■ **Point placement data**
— START —

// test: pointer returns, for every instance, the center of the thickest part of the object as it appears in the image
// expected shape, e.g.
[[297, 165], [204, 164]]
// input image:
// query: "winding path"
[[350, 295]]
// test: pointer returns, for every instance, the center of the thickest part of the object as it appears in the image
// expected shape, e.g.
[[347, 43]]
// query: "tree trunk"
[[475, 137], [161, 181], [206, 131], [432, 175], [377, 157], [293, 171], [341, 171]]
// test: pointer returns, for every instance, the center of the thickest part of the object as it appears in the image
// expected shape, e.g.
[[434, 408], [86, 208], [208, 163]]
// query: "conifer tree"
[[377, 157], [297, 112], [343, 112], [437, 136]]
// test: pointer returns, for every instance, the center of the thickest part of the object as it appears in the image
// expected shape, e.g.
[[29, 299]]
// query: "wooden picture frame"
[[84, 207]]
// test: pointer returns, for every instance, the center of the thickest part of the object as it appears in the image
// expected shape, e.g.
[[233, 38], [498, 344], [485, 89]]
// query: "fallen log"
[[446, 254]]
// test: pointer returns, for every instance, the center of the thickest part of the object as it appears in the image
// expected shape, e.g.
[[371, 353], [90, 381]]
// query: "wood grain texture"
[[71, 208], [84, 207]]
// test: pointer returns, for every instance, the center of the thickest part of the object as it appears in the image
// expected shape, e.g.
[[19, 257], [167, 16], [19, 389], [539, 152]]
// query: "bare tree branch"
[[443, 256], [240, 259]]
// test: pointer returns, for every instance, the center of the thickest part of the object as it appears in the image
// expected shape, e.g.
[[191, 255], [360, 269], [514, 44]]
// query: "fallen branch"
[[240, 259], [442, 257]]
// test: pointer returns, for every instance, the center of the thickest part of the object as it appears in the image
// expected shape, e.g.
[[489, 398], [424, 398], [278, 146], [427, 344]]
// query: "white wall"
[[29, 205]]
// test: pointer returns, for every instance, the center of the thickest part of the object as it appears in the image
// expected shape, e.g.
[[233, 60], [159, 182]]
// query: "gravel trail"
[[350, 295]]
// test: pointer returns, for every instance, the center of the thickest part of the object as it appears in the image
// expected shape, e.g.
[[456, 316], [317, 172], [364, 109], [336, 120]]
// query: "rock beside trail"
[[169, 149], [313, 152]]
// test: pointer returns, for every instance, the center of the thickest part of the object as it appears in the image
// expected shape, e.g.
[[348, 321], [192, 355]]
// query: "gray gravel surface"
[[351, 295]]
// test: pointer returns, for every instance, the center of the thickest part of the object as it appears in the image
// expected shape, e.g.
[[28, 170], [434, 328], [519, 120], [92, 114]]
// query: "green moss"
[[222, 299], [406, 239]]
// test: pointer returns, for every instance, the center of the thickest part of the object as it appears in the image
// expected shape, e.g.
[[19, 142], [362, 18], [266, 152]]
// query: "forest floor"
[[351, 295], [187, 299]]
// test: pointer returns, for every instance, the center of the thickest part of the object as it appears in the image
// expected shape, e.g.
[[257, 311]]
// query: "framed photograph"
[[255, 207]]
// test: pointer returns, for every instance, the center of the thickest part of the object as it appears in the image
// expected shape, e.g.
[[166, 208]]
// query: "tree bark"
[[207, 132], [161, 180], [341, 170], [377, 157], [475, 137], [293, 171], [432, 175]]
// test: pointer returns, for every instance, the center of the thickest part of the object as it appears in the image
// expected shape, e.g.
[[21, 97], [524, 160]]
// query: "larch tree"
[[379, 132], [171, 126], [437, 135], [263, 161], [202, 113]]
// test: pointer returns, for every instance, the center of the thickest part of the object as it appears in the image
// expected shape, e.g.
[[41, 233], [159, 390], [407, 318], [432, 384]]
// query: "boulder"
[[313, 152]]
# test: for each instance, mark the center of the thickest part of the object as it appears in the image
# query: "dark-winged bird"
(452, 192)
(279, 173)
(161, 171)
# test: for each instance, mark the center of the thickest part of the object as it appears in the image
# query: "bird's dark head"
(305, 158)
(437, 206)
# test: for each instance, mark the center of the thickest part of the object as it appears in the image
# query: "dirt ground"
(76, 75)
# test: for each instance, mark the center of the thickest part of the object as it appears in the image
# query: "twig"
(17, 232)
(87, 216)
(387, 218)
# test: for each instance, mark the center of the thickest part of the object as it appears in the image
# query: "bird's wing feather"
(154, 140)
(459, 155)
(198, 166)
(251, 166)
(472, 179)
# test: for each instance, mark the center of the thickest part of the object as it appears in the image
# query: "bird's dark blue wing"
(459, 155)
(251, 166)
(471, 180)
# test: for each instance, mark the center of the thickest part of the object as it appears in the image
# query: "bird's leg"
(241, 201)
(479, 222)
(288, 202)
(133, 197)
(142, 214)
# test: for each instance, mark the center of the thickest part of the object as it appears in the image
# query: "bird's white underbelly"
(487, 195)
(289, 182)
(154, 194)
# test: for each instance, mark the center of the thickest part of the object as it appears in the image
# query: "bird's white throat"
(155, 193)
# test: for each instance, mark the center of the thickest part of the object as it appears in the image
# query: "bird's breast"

— END —

■ **REQUIRED WORK**
Copy the data above word for word, from its first line through the line that contains "[[377, 157], [297, 112], [343, 112], [437, 136]]", including both of those lines.

■ **COMPLETED TASK**
// test: pointer returns, for every instance, the center of the thickest part of the object as it appears in the image
// expected shape, e.g.
[[297, 165], [204, 164]]
// input image:
// query: "winding path"
[[350, 295]]
// test: pointer returns, for every instance, the center of the thickest part of the object as it appears in the image
// expected shape, e.g.
[[347, 43]]
// query: "tree trunk"
[[475, 137], [161, 181], [206, 131], [432, 175], [377, 157], [293, 171], [341, 171]]
// test: pointer returns, for every instance, the center of the thickest part of the object as it appears in the image
// expected shape, e.g.
[[434, 408], [86, 208], [208, 163]]
// query: "conifer tree"
[[377, 157], [297, 112], [343, 112], [437, 136]]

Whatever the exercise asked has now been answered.